From the article on federal spending cuts, write out word for word the part that opens with the words containing "Regardless of whether" and closes with "the tax code.".
Document passage below:
Another $1.2 trillion in spending reductions over nine years is set to start today. The cuts will curb economic growth by 0.5 percentage point this year and wipe out 350,000 jobs if they stay in place through December, according to the median forecast of 26 economists surveyed by Bloomberg last week.

Cutting Spending

The prospect of the cuts hasn’t deterred investors. The Standard & Poor’s 500 Index (SPX) is up 6.2 percent since the start of the year, closing yesterday at 1,514.68 in New York. The Dow Jones Industrial Average fell 0.2 percent to 14,054.49, and is less than 1 percent away from its October 2007 record.

Yields on 10-year Treasuries have been little changed over the past month, falling three basis points, or 0.03 percentage point to 1.88 percent at 5 p.m. in New York. The dollar led gains in world markets last month, climbing 3.5 percent, according to Intercontinental Exchange Inc.’s Dollar Index, which tracks the currency against those of six major U.S. trading partners.

If Congress does nothing, the cuts set to start today will stay in place and the deficit would reach 2.4 percent of GDP by 2015, according to the CBO. The deficit then would start rising, reaching 3.8 percent of GDP by 2022.

Discretionary Programs

Discretionary programs are easier to cut because their budgets are set annually rather than locked into law by benefit formulas. Lawmakers are also reluctant to impose entitlement changes immediately, preferring to protect current retirees -- who vote -- and phasing in changes over time.

“There is no question that for a long time, the long-term budget outlook has been driven by the mandatory spending, health spending in particular,” Douglas Holtz-Eakin, a former CBO director and adviser to 2008 Republican presidential candidate John McCain, told the Senate Finance Committee Feb. 26. “You’re not going to grow your way out of it. It’s been clear for a long time you can’t patch your way out of it.”

The result means less money for infrastructure, education, and defense. Deficit reduction has kept the economy below its capacity for several years, said Andrew Fieldhouse, federal budget policy analyst at the Economic Policy Institute in Washington, which favors helping low- and middle-income workers.

“Timing is everything,” Fieldhouse said. “And if you cut back now, you’re actually going to make it harder to address your long-term challenges because austerity in a depressed economy is particularly damaging.”

Diverging Approaches

Democrats say higher revenue must be part of the solution. An aging population and rising health-care costs, they say, mean that the long-run average of revenues at about 18 percent of GDP can’t be sustained.

“We want a balanced approach: we want revenues, we want spending cuts, a nice, even balance on both,” Senator Tom Harkin, an Iowa Democrat and Appropriations Committee member, said in an interview. “I think the Republicans are going to be held accountable, dearly accountable, for this.”

Republicans say a spending-only approach to deficit reduction is essential.

“Taxes are off the table,” Senator Richard Burr, a North Carolina Republican, said in an interview. “We have to do more cuts. There’s no way we can financially sustain where we are as a country.”

To make a significant dent in federal spending, “you’ve got to reform entitlements,” Burr said.

Entitlement Changes

Regardless of whether entitlement changes are paired with revenue, they’re hard to design. Policy makers aren’t sure which changes would most effectively slow growth in health-care costs.

Because of the desire to protect current retirees, significant changes don’t generate much savings in the 10-year congressional budget scoring time frame. They are also easy to turn into political weapons, as Republicans did with the Medicare cuts that helped finance Obama’s 2010 health-care law.

Senator Rob Portman, an Ohio Republican, said he still sees room for an agreement that would address entitlement programs and revamp the tax code.

“The mark of leadership over the next four years is whether the president provides cover for the Democrats to reform entitlements and do the things that need to be done,” he told reporters yesterday.
End of Document passage.
Provided records below:
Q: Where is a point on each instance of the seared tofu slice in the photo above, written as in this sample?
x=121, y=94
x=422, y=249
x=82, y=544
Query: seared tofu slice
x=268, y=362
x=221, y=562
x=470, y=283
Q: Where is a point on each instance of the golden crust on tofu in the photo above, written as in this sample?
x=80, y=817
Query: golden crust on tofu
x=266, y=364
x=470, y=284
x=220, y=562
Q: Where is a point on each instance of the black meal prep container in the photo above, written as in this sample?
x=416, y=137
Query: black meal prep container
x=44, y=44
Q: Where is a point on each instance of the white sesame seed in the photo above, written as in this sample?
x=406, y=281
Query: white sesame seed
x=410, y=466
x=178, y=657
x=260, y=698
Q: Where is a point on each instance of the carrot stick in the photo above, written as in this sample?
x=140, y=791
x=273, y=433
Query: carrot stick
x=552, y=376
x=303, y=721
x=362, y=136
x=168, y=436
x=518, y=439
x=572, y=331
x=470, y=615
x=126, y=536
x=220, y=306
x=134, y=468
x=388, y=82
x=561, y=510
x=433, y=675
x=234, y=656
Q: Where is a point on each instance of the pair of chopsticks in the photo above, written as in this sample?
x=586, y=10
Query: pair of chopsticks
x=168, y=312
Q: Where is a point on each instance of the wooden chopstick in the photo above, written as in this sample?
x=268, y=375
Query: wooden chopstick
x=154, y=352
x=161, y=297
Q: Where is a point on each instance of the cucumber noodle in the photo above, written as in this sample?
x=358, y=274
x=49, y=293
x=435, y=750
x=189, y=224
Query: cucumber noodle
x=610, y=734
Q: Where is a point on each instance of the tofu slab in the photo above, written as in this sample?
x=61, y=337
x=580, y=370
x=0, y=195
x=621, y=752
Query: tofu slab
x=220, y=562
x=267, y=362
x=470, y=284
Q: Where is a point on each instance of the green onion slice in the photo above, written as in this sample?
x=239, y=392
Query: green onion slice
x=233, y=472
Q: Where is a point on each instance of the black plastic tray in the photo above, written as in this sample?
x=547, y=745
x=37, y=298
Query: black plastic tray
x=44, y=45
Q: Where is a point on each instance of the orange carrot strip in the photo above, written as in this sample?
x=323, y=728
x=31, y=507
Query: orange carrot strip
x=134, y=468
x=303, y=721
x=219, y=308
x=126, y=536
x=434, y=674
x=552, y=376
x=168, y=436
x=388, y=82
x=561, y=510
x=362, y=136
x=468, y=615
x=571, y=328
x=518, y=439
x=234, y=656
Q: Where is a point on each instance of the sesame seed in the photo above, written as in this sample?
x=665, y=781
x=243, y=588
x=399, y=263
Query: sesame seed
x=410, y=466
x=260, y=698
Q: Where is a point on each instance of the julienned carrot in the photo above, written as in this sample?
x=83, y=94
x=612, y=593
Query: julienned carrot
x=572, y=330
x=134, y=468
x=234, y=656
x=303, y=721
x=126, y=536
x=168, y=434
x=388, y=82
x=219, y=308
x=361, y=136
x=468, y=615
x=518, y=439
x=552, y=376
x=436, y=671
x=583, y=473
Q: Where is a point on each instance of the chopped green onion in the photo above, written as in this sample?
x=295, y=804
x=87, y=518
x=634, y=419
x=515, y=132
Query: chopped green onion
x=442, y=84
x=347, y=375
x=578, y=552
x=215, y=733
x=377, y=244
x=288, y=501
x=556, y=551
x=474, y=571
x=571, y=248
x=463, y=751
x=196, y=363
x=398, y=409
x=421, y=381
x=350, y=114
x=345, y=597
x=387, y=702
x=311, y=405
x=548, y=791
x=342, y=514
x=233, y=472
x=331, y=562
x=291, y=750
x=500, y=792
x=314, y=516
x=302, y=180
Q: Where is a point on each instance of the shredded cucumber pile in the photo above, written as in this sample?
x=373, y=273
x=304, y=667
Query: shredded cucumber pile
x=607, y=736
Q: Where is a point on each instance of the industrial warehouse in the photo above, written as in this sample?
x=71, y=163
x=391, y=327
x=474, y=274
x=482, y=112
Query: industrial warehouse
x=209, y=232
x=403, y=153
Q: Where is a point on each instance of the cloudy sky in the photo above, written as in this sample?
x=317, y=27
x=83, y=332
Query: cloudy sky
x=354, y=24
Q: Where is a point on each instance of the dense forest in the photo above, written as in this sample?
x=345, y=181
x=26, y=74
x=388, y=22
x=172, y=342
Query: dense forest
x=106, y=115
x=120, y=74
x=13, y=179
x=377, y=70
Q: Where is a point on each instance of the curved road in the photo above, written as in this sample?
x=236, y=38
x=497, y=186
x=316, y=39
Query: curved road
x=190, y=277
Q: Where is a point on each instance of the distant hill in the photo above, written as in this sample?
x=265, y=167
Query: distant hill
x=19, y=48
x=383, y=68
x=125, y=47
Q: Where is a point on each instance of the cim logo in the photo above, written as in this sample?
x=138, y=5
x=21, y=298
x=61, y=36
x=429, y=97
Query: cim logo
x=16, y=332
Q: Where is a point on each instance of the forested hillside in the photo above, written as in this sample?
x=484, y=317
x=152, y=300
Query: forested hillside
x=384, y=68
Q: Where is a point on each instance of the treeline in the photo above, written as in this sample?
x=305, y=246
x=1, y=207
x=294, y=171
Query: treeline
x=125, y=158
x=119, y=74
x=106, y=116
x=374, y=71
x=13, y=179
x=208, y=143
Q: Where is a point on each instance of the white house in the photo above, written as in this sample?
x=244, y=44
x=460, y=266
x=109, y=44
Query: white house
End of Provided records.
→ **Solution to this problem**:
Regardless of whether entitlement changes are paired with revenue, they’re hard to design. Policy makers aren’t sure which changes would most effectively slow growth in health-care costs.

Because of the desire to protect current retirees, significant changes don’t generate much savings in the 10-year congressional budget scoring time frame. They are also easy to turn into political weapons, as Republicans did with the Medicare cuts that helped finance Obama’s 2010 health-care law.

Senator Rob Portman, an Ohio Republican, said he still sees room for an agreement that would address entitlement programs and revamp the tax code.